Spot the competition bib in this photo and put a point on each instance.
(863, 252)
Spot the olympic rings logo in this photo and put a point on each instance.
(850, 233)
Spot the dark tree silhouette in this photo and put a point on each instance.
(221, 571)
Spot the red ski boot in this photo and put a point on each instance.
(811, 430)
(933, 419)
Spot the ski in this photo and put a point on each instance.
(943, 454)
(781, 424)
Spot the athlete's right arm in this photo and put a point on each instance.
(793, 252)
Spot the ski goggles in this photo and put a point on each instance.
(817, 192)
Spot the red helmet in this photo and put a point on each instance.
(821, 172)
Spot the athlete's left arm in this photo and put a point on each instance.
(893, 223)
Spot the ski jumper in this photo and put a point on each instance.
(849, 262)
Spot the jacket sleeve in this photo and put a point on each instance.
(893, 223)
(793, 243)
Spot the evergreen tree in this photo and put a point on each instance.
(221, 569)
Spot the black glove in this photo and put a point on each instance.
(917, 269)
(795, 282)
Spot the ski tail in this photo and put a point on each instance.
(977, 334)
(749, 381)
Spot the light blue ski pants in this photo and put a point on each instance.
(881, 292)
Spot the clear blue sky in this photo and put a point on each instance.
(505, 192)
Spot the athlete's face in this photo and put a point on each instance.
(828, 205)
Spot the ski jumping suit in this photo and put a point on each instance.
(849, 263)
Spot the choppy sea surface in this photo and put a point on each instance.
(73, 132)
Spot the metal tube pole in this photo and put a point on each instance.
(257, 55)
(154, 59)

Try it: Every entry, from the first line to the last, should be retyped exactly.

Finished task:
Spot the competition bib in this photo and put a point on each instance.
(863, 252)
Spot the olympic rings logo in this photo and put a point on each instance.
(850, 233)
Spot the dark tree silhouette in this photo and put a point on each instance.
(221, 571)
Spot the red ski boot in this photo and put a point on each instance.
(811, 430)
(933, 419)
Spot the ski in this photo and put a point on each instance.
(943, 454)
(781, 424)
Spot the athlete's right arm in this photo and put a point on each instance.
(793, 252)
Spot the ski goggles in this photo and put a point on each instance.
(817, 192)
Spot the red helmet in this photo and put a point on each instance.
(821, 172)
Spot the athlete's left arm in this photo and put a point on each instance.
(893, 223)
Spot the ski jumper in this photo and put a point on each instance.
(849, 262)
Spot the jacket sleeve in this photo and put a point on each instance.
(893, 223)
(793, 243)
Spot the evergreen tree in this photo and put a point on each instance.
(221, 569)
Spot the black glove in this photo and put a point on each instance.
(917, 269)
(795, 282)
Spot the ski tail in this photo and put a point on each instance.
(977, 334)
(749, 381)
Spot the light blue ski pants in this photo and put a point on each instance.
(881, 292)
Spot the clear blue sky in this photo and put a point on each instance.
(505, 192)
Spot the athlete's face in this photo and put a point on each instance.
(828, 205)
Spot the ski jumping suit in this photo and put a point on each instance.
(849, 263)
Spot the choppy sea surface in this photo and put a point on each instance.
(73, 132)
Spot the metal tube pole in this photo and put a point on each instance.
(257, 55)
(154, 59)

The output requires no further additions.